[Start of section]

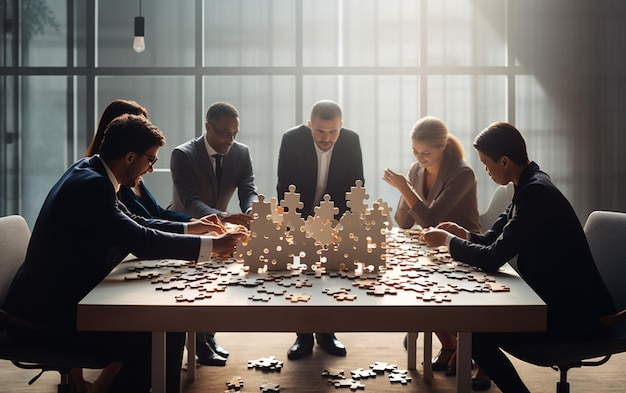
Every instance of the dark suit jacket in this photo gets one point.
(80, 235)
(553, 256)
(195, 185)
(146, 206)
(297, 165)
(451, 198)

[End of section]

Exercise directions »
Only the pictures are to be left out; copy all the remaining material above exactly.

Answer to the problem »
Every instance of the dark suit jacket in this photo gets one point.
(80, 235)
(553, 256)
(195, 185)
(146, 206)
(297, 165)
(451, 198)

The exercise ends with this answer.